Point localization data
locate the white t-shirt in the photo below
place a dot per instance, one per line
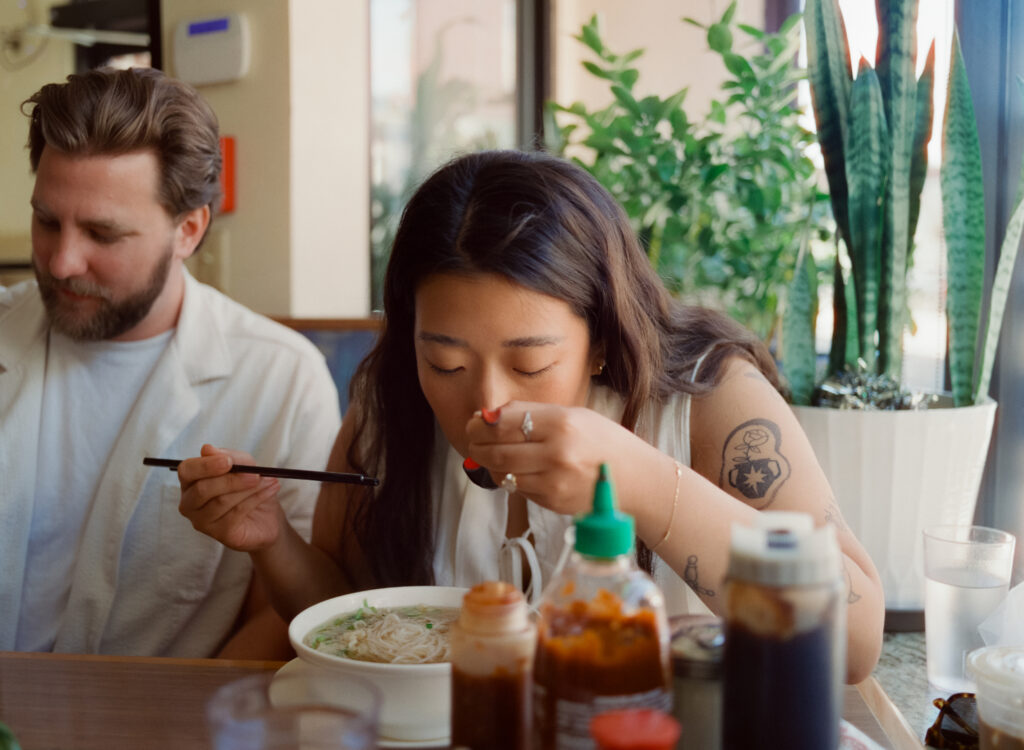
(89, 389)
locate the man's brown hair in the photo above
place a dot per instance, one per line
(111, 112)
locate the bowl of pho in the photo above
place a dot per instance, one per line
(398, 639)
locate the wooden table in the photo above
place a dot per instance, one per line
(71, 702)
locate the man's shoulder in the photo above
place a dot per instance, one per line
(246, 328)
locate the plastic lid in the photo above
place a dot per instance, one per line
(604, 532)
(998, 670)
(783, 548)
(635, 728)
(494, 607)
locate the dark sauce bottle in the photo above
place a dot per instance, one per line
(493, 648)
(784, 652)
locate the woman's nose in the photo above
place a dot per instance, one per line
(494, 390)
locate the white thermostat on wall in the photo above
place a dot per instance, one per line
(212, 50)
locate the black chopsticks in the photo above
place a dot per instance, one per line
(172, 464)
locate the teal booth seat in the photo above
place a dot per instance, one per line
(343, 341)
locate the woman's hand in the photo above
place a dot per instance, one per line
(239, 510)
(558, 464)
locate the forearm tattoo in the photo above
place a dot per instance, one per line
(691, 579)
(834, 516)
(753, 462)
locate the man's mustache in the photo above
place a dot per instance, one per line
(81, 287)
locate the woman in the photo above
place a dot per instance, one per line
(526, 333)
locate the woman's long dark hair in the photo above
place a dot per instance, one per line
(547, 224)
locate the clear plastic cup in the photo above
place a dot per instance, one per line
(998, 672)
(311, 711)
(967, 576)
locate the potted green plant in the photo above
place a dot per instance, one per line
(721, 199)
(893, 471)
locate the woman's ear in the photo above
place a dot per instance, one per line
(189, 232)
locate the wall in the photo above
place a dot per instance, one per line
(297, 243)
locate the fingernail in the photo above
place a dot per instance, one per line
(477, 474)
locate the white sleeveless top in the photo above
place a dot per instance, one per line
(470, 542)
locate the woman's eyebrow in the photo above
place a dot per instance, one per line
(440, 338)
(532, 341)
(519, 342)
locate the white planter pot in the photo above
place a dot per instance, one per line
(895, 472)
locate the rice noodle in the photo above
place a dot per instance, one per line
(396, 635)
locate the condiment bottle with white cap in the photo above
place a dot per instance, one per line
(493, 646)
(784, 653)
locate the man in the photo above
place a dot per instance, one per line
(115, 352)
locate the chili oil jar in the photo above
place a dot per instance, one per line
(602, 634)
(493, 646)
(784, 635)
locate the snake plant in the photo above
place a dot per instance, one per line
(873, 131)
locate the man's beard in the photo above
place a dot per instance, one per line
(113, 318)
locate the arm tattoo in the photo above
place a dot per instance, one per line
(834, 516)
(690, 577)
(753, 463)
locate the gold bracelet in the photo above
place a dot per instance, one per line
(675, 502)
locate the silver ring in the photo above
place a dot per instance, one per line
(509, 484)
(526, 426)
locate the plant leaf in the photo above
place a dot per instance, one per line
(922, 134)
(830, 78)
(997, 301)
(866, 176)
(964, 221)
(1000, 287)
(896, 55)
(798, 326)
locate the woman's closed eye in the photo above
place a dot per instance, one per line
(534, 373)
(443, 370)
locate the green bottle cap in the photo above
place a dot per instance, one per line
(604, 532)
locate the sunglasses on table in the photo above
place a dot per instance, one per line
(956, 725)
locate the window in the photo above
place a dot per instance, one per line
(446, 77)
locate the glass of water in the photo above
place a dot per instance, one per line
(299, 711)
(967, 576)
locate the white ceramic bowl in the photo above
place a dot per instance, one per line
(416, 697)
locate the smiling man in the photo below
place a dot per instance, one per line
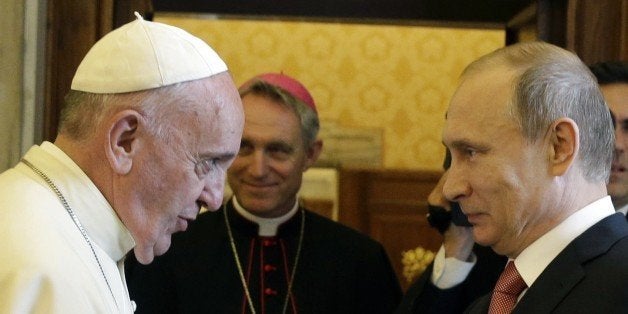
(147, 132)
(264, 252)
(532, 143)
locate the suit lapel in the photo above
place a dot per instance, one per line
(559, 278)
(566, 270)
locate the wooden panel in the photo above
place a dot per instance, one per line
(74, 26)
(465, 11)
(358, 187)
(402, 227)
(598, 30)
(390, 206)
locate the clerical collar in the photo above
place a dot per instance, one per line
(267, 226)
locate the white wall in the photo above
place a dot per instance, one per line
(22, 41)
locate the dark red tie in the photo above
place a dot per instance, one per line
(508, 287)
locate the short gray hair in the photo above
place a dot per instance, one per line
(83, 112)
(551, 83)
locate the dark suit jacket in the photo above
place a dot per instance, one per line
(589, 276)
(424, 297)
(340, 270)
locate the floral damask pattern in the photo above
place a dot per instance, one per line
(395, 78)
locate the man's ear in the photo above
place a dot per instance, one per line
(122, 140)
(564, 145)
(312, 153)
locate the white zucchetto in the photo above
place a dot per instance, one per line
(144, 55)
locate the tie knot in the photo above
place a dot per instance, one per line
(508, 287)
(510, 281)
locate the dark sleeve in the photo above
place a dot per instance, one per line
(150, 286)
(425, 297)
(380, 289)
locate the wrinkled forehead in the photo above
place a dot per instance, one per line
(482, 101)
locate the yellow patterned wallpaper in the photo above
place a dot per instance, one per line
(395, 78)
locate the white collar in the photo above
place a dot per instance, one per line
(267, 226)
(98, 218)
(535, 258)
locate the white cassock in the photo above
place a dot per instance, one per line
(46, 265)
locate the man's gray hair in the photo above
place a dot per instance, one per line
(550, 83)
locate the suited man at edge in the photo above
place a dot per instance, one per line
(612, 77)
(532, 143)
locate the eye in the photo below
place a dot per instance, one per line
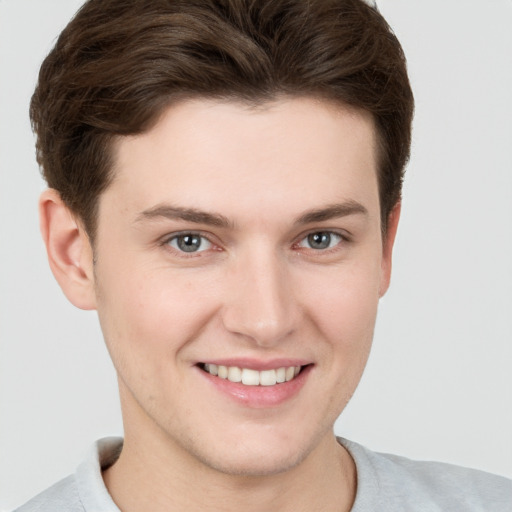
(321, 240)
(189, 242)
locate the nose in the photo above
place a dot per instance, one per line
(260, 303)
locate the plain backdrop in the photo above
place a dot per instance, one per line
(439, 381)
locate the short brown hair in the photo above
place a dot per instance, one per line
(119, 63)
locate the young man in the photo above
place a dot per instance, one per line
(225, 191)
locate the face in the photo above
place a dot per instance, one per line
(241, 244)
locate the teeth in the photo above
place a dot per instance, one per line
(253, 377)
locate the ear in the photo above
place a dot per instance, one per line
(69, 251)
(387, 248)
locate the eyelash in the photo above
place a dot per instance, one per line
(175, 238)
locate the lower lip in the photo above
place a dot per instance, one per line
(259, 397)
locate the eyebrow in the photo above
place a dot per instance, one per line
(186, 214)
(216, 219)
(332, 211)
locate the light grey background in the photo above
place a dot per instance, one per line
(439, 381)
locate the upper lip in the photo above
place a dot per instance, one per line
(257, 364)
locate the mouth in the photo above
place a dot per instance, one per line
(251, 377)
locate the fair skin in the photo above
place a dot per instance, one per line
(248, 238)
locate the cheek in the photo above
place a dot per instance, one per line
(148, 317)
(344, 304)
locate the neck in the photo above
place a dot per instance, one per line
(161, 480)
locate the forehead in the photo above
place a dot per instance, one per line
(227, 155)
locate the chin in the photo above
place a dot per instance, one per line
(250, 456)
(255, 465)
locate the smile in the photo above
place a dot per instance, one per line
(250, 377)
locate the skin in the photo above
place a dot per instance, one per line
(256, 289)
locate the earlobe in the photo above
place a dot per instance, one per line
(69, 251)
(387, 248)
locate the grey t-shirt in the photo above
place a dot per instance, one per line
(385, 483)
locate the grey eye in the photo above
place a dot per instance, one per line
(189, 242)
(321, 240)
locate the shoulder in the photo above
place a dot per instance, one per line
(405, 484)
(62, 496)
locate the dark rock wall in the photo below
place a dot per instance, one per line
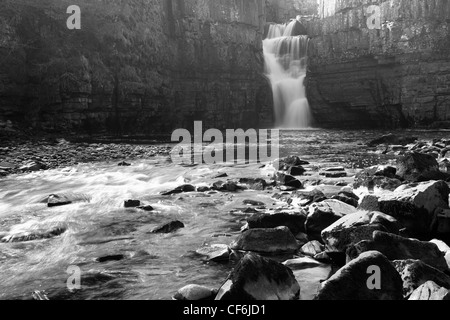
(398, 75)
(136, 66)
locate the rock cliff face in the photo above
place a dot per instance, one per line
(137, 66)
(393, 74)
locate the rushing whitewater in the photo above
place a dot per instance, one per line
(285, 54)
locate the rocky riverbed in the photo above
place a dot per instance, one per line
(309, 226)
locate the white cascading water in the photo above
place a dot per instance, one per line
(285, 56)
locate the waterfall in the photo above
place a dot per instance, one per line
(285, 54)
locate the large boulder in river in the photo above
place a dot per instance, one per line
(269, 241)
(169, 227)
(357, 227)
(286, 163)
(62, 199)
(288, 181)
(258, 278)
(295, 222)
(430, 291)
(194, 292)
(419, 167)
(323, 214)
(395, 247)
(415, 273)
(351, 282)
(383, 177)
(415, 205)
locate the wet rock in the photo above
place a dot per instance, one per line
(221, 175)
(415, 273)
(180, 189)
(309, 197)
(419, 167)
(357, 227)
(323, 214)
(430, 291)
(312, 248)
(350, 282)
(229, 186)
(258, 278)
(383, 177)
(254, 203)
(254, 183)
(289, 162)
(62, 199)
(335, 172)
(116, 257)
(169, 227)
(347, 200)
(296, 171)
(269, 241)
(195, 292)
(288, 181)
(132, 203)
(392, 139)
(34, 235)
(145, 208)
(39, 295)
(415, 205)
(395, 247)
(295, 222)
(302, 263)
(369, 203)
(33, 166)
(215, 252)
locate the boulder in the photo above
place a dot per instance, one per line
(430, 291)
(194, 292)
(309, 273)
(168, 227)
(395, 247)
(269, 241)
(180, 189)
(229, 186)
(415, 205)
(419, 167)
(357, 227)
(215, 252)
(295, 222)
(415, 273)
(351, 281)
(323, 214)
(289, 162)
(348, 200)
(296, 171)
(56, 200)
(288, 181)
(302, 263)
(383, 177)
(312, 248)
(34, 235)
(369, 203)
(392, 139)
(132, 203)
(33, 166)
(254, 183)
(254, 203)
(146, 208)
(258, 278)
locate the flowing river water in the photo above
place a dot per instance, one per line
(150, 266)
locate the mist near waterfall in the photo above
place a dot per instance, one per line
(285, 54)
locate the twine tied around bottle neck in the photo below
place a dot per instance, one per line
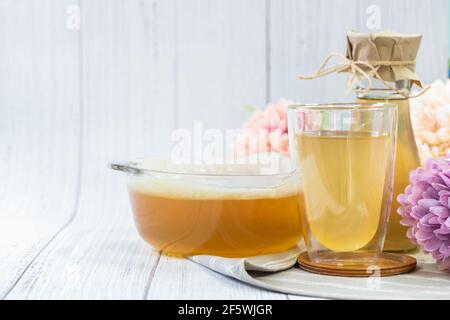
(356, 70)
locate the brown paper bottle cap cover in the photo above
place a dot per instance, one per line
(392, 54)
(386, 56)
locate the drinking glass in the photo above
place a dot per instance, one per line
(346, 156)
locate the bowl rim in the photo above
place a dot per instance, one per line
(132, 168)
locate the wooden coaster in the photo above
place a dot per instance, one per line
(387, 264)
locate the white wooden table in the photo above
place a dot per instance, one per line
(83, 83)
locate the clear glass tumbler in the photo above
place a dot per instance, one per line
(346, 154)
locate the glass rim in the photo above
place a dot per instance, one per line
(350, 106)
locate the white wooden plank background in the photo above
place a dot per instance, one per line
(73, 100)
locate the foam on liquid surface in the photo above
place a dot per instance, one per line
(230, 182)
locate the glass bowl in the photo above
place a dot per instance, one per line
(224, 210)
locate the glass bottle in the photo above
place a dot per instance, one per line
(407, 157)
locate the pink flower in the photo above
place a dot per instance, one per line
(266, 131)
(431, 120)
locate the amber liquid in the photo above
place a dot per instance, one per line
(407, 159)
(216, 224)
(344, 185)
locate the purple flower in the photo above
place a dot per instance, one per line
(425, 209)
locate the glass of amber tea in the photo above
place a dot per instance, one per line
(228, 210)
(346, 156)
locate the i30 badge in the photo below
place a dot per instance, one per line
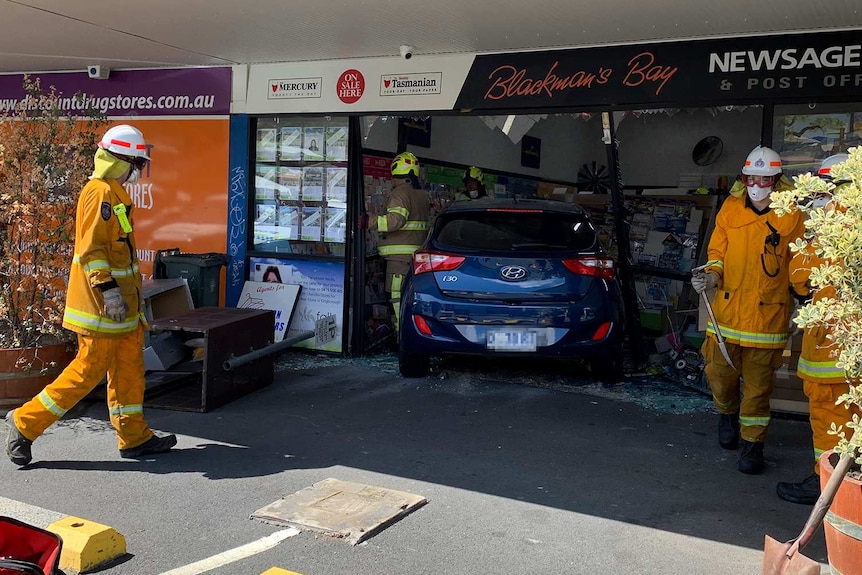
(513, 273)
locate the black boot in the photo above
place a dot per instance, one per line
(751, 458)
(17, 446)
(805, 492)
(728, 430)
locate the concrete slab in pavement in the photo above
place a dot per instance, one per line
(525, 470)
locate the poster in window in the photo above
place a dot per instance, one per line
(265, 214)
(291, 143)
(321, 297)
(336, 225)
(311, 224)
(531, 152)
(336, 184)
(265, 144)
(312, 183)
(289, 183)
(288, 221)
(312, 144)
(804, 140)
(336, 143)
(265, 182)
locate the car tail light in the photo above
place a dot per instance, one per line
(421, 325)
(602, 331)
(424, 262)
(598, 267)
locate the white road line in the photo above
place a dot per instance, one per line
(35, 516)
(236, 554)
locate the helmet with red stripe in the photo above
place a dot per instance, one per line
(762, 161)
(125, 140)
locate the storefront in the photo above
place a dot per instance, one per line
(184, 115)
(534, 123)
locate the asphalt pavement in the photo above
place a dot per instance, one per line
(527, 468)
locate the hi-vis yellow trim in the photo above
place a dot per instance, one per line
(49, 404)
(416, 226)
(819, 369)
(121, 410)
(754, 421)
(397, 250)
(750, 339)
(104, 265)
(400, 211)
(100, 324)
(93, 265)
(120, 211)
(382, 224)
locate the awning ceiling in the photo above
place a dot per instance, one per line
(46, 35)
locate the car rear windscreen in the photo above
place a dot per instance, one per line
(513, 231)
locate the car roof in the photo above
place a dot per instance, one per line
(483, 204)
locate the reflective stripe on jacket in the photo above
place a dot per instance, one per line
(752, 302)
(103, 253)
(404, 226)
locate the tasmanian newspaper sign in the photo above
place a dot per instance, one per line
(411, 84)
(789, 67)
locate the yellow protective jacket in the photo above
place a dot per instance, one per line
(105, 257)
(752, 302)
(815, 360)
(404, 226)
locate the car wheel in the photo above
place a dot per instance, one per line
(413, 364)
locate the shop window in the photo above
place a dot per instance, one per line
(300, 185)
(805, 134)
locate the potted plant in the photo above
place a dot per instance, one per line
(45, 158)
(834, 233)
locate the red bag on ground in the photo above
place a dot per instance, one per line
(28, 549)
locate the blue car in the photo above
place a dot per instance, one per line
(505, 277)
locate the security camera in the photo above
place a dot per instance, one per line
(98, 72)
(406, 51)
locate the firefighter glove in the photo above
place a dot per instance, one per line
(115, 305)
(703, 282)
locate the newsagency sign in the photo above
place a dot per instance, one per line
(802, 67)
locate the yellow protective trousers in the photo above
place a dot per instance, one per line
(122, 358)
(823, 413)
(757, 368)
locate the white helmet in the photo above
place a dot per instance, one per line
(825, 170)
(125, 140)
(762, 161)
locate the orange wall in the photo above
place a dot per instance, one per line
(182, 201)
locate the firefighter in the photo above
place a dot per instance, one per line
(474, 185)
(103, 307)
(748, 263)
(403, 226)
(822, 381)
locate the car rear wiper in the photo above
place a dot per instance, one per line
(538, 246)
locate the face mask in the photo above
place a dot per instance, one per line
(757, 194)
(133, 176)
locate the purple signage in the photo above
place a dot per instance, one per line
(163, 92)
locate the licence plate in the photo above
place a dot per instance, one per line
(516, 340)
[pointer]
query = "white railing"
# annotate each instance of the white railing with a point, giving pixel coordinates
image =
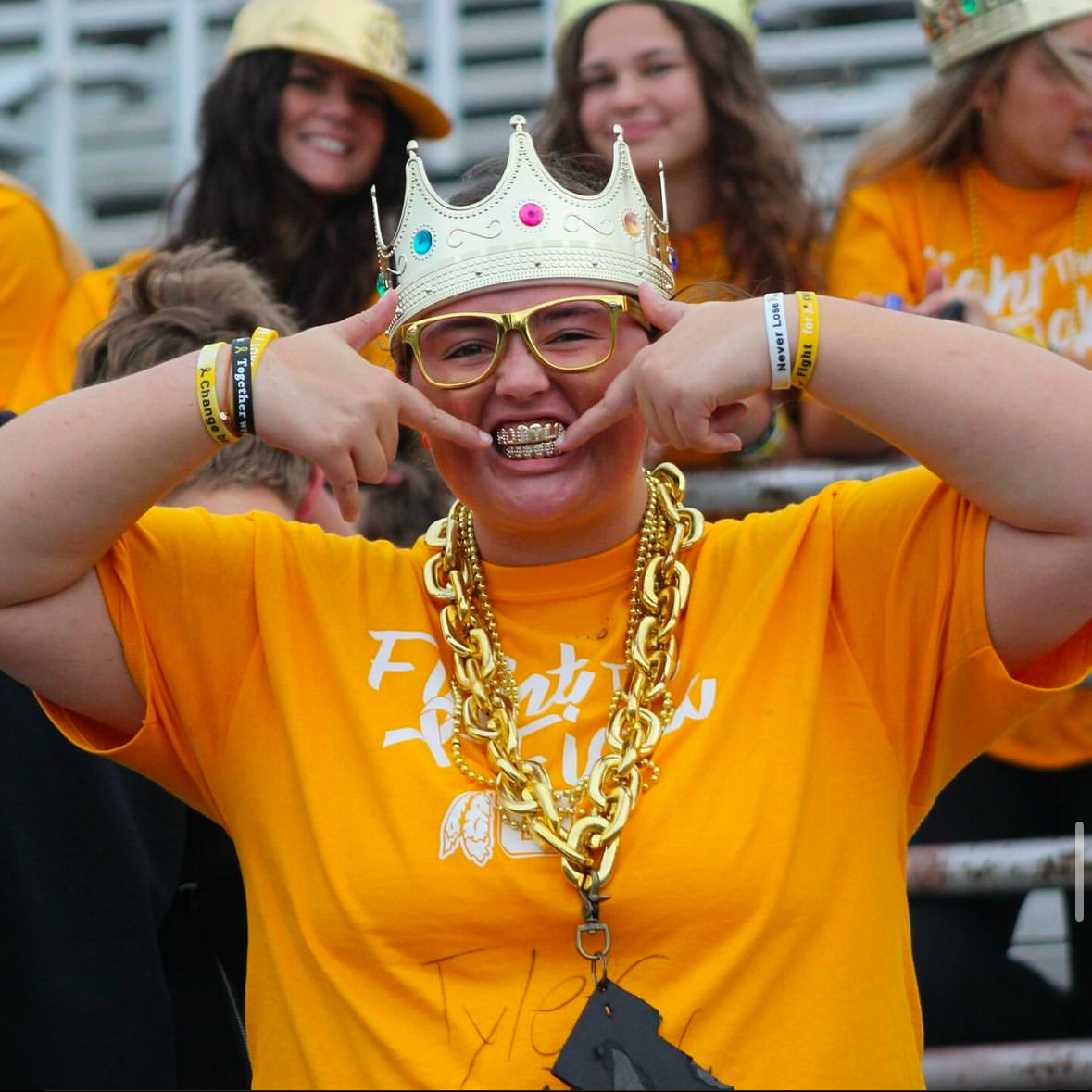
(98, 98)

Exercise details.
Say how many lines above contain the string "flower". Answer with the number only.

Solution to this exercise.
2